_What is needed_
Starting at the line that contains "Mark the park bench with a point." and continuing through the end of the material, copy every line, the request lines too, and multiply each coordinate in the answer points by 0.45, rounding to the nearest whole number with halves rounded up. Reproduce these lines only.

_Dataset extract_
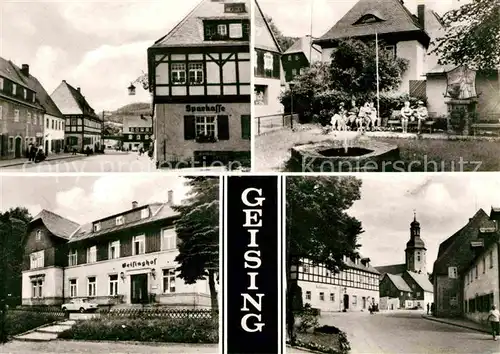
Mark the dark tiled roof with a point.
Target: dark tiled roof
(190, 32)
(303, 45)
(56, 224)
(158, 212)
(81, 101)
(398, 282)
(457, 252)
(395, 16)
(392, 269)
(422, 280)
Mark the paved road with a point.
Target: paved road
(73, 347)
(109, 162)
(407, 332)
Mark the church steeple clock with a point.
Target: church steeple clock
(415, 249)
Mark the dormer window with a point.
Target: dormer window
(235, 8)
(369, 18)
(120, 220)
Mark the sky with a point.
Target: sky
(326, 13)
(99, 46)
(443, 204)
(87, 198)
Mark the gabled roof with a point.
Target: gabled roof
(56, 224)
(159, 211)
(455, 251)
(264, 36)
(190, 32)
(394, 16)
(392, 269)
(303, 45)
(398, 282)
(422, 280)
(74, 95)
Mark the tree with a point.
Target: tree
(318, 226)
(198, 232)
(283, 41)
(353, 68)
(472, 36)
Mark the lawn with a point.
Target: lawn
(272, 152)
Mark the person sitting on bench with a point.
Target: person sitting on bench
(406, 113)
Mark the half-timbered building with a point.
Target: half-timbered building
(199, 75)
(83, 127)
(122, 259)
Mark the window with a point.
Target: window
(178, 73)
(195, 73)
(205, 126)
(168, 239)
(452, 272)
(72, 288)
(235, 30)
(91, 286)
(222, 30)
(138, 245)
(113, 285)
(92, 254)
(169, 280)
(114, 250)
(268, 61)
(37, 260)
(120, 220)
(37, 288)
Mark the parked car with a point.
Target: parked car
(80, 305)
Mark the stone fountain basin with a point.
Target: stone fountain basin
(363, 155)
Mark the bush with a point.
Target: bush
(188, 330)
(17, 322)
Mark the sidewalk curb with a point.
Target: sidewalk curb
(46, 160)
(455, 324)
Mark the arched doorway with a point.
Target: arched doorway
(17, 147)
(346, 302)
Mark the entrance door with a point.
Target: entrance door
(346, 302)
(139, 288)
(17, 150)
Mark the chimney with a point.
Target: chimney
(170, 200)
(25, 69)
(421, 15)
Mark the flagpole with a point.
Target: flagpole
(378, 78)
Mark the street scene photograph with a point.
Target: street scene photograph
(419, 275)
(377, 86)
(115, 264)
(134, 87)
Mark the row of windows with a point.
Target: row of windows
(16, 92)
(168, 242)
(479, 268)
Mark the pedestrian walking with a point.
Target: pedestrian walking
(494, 318)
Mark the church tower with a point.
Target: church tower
(415, 249)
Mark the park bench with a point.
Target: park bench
(484, 127)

_Exercise answer_
Mark the park bench with a point.
Target: park bench
(218, 57)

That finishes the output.